# Selected passage
○ ○ ○ ○ ○ ○ ○
Paper Route Gangstaz - Fear and Loathing in Hunts Vegas

jambo

slip inside my schlafsack
sorry, btw, I guess I was somewhat rude to you. it just kinda pissed me off, this sweeping dismissal of something's worth. but again, hey, your opinion, fair enough.
No need to apologise I don't think, I was quite erm, emphatic in my dismissal, but I didn't mean to be so without going into why. Well, I didn't intend to get into it at all, that just came out. ;)
It's someone's work and it works for you so it would be somewhat pointless to knock that, but my 'critique' were I to lay it out would go beyond just not liking it.

Obviously the rave thing has been a little misleading. Still, maybe the discussion has somewhere to go.

Dubstep has made links with southern rap no?
○ ○ ○ ○ ○ ○ ○
[Pointing dataset records]

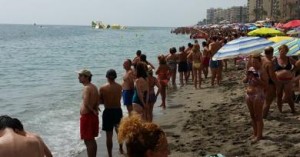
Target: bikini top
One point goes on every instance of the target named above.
(255, 73)
(278, 67)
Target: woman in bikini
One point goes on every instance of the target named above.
(196, 57)
(283, 71)
(152, 95)
(182, 66)
(172, 63)
(163, 73)
(141, 91)
(256, 79)
(206, 58)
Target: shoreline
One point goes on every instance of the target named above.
(216, 120)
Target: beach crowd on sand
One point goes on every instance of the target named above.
(265, 79)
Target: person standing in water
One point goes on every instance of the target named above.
○ ○ ○ ○ ○ ○ ○
# Goal 1
In the forum thread, which genre is said to have made links with southern rap?
# Goal 2
Which music genres does the forum thread mention? List all of them.
# Goal 3
Continue the forum thread from where it stops.

# Expected output 1
Dubstep

# Expected output 2
rave, dubstep, southern rap

# Expected output 3
mms

sometimes
it's true that techno/electro share a lot of roots (I always took house to be more of a disco thing, not discounting the obvious interplay between Chicago & Detroit in the early days) but they've diverged pretty widely from each other since the mid-late 80s, not just in production w/the shift from drum programming to sampling (which, of course, has gone back in the other direction in the last several years) but also culturally. there's undoubtedly crossover, but I think it's limited, and I don't think there's much of a shared audience. how many kids do you think are bumping underground resistance and ugk? I wish there more, but not very many, I think.

well underground resistance had a hip hop offshoot.
http://www.discogs.com/label/Hipnotech
masters at work did this hip hop classic too:
http://www.thewhitenoiserevisited.co.uk/2007/02/full-metal-jacket-kaos-platoon_08.html
sorry just being silly,

but yeah i'm not really talking about authenticity, i don't give a fuck about that obviously, just would think there would be more obvious lineages and avaliability of wax for sampling, there are more simularities with house/techno and it's offspring in all the ghetto house/bass/ecstacy use/hip hop/usig mcing/written by black american people for dancing than some rotten old euro house stuff, but then you know 'look out weekend' by debbie deb and 'clear' by cybotron have all recently (in the last few years been sampled, maybe overall house/techno have a separate linage in that they sample their own genre sounds to a larger extent.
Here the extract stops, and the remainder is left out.